ADOLESCENT TUE PAR UN POLICIER

France : quatre caractéristiques nouvelles (et inquiétantes) des violences urbaines

Des policiers municipaux se tiennent devant le domicile endommagé du maire de l'Hay-les-Roses Vincent Jeanbrun, à l'Hay-les-Roses, en banlieue parisienne, le 2 juillet 2023, après que des émeutiers aient attaqué la maison avec une voiture-bélier avant d’y bouter le feu. AFP

Alors que la France a connu une cinquième nuit d’émeutes, qui a touché tout le pays avec, à certains endroits, des pointes paroxystiques de violences, 45.000 policiers et gendarmes seront à nouveau engagés ce dimanche soir 2 juillet, pour tenter de maintenir ou de restaurer l’ordre public. Les dégâts sont énormes et se chiffrent déjà en centaines de millions d’euros (sans compter les coûts induits tels que le chômage et les éventuelles faillites de petits commerces). Mais si l’on compare ces émeutes à celles qui avaient enflammé les banlieues en 2005, on peut également constater quelques tendances plus ou moins « nouvelles » qui s’avèrent particulièrement inquiétantes.

Premier constat : la grande jeunesse de nombre d’émeutiers. Si beaucoup sont dans la vingtaine, environ 30% des arrestations concernent des adolescents entre 12 et 17 ans. Tout à la fois, cette donnée est significative d’un problème social, elle entraîne un fort risque de récidive et/ou d’escalade dans la violence et elle pose un problème de répression et donc d’application de la loi.

**Travail demandé**
1. D'après le document source, quelle part des arrestations concerne des adolescents âgés de 12 à 17 ans ?
2. Indiquez si chacune des affirmations suivantes est conforme au document source, en citant les mots décisifs : (a) les dégâts atteignent déjà des centaines de millions d'euros ; (b) la majorité des émeutiers ont entre 12 et 17 ans ; (c) 45.000 policiers et gendarmes seront engagés le dimanche soir 2 juillet.
Les entrées n'interviennent nullement dans ce travail.

**Extraits des entrées**
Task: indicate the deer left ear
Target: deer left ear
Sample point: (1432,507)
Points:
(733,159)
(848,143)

**Corrigé de l'exercice**
1. Environ 30 % des arrestations.

2.
(a) Oui : « se chiffrent déjà en centaines de millions d’euros ».
(b) Non : « Si beaucoup sont dans la vingtaine, environ 30% des arrestations concernent des adolescents entre 12 et 17 ans ».
(c) Oui : « 45.000 policiers et gendarmes seront à nouveau engagés ce dimanche soir 2 juillet ».